(Free-text object descriptions)
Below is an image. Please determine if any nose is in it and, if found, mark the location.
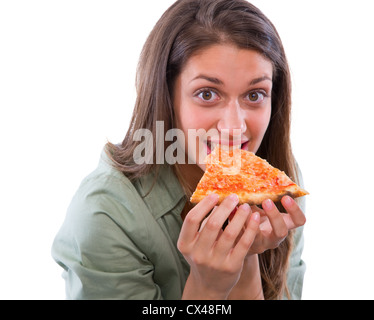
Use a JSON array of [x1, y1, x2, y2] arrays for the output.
[[216, 100, 247, 137]]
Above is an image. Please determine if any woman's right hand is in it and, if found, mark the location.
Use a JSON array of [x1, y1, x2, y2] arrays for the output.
[[178, 193, 260, 300]]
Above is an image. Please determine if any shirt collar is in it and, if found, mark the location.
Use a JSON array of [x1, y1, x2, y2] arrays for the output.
[[135, 164, 187, 220], [100, 146, 187, 220]]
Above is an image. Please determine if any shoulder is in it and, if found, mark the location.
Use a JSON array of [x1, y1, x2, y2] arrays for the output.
[[63, 149, 158, 242], [70, 151, 144, 218], [70, 149, 185, 219], [52, 150, 159, 277], [55, 147, 185, 250]]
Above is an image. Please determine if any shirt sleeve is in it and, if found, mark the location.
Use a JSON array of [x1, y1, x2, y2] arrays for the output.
[[284, 163, 307, 300], [51, 181, 163, 300]]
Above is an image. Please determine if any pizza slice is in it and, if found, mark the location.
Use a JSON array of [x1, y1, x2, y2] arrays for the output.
[[190, 145, 308, 206]]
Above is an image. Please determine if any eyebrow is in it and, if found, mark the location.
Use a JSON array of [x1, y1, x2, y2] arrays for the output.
[[191, 75, 272, 86], [190, 75, 223, 85], [250, 76, 273, 85]]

* EXERCISE INSTRUCTIONS *
The whole of the data needs to be copied word for word, though not its pictures.

* REPLY *
Below is an image. Please determine if any nose is in it and, if found, mark the location.
Use a JSON array of [x1, y1, x2, y2] arrays for the output.
[[216, 100, 247, 137]]
Above is an image. Please determine if any woman's right hand is in it and, if found, mark the location.
Use a JSON array of [x1, y1, x2, y2] arrays for the output.
[[178, 193, 260, 300]]
Above is an image. Please determine if any shirt collar is in it and, if found, mark the location.
Use a JSON array of [x1, y1, x2, y2] arrays for the output.
[[135, 164, 187, 220], [100, 146, 187, 220]]
Above is an image. Please determine if any shoulder is in it and, if found, mark the location.
Use a JSON array of [x1, y1, x2, y2] arrays for the output.
[[63, 149, 158, 242], [70, 151, 144, 218], [70, 149, 185, 219], [52, 150, 159, 277], [55, 147, 185, 250]]
Above is an image. Please determine if any shirt sleeve is in it and, if found, mark the location.
Use a JSON array of [x1, y1, x2, y2] arrays for the output.
[[284, 163, 307, 300], [51, 181, 163, 300]]
Above is an image. Please determine if any pizza slice is in it and, if found, mark the location.
Use a JSON array of [x1, y1, x2, y2] arrays for the output.
[[190, 145, 308, 206]]
Above is an image. Please determine if any eyebrow is in it and, if found, mark the location.
Use a JSON array of [x1, y1, x2, y2] arrays for the output.
[[191, 75, 272, 86], [190, 75, 223, 85], [250, 76, 273, 85]]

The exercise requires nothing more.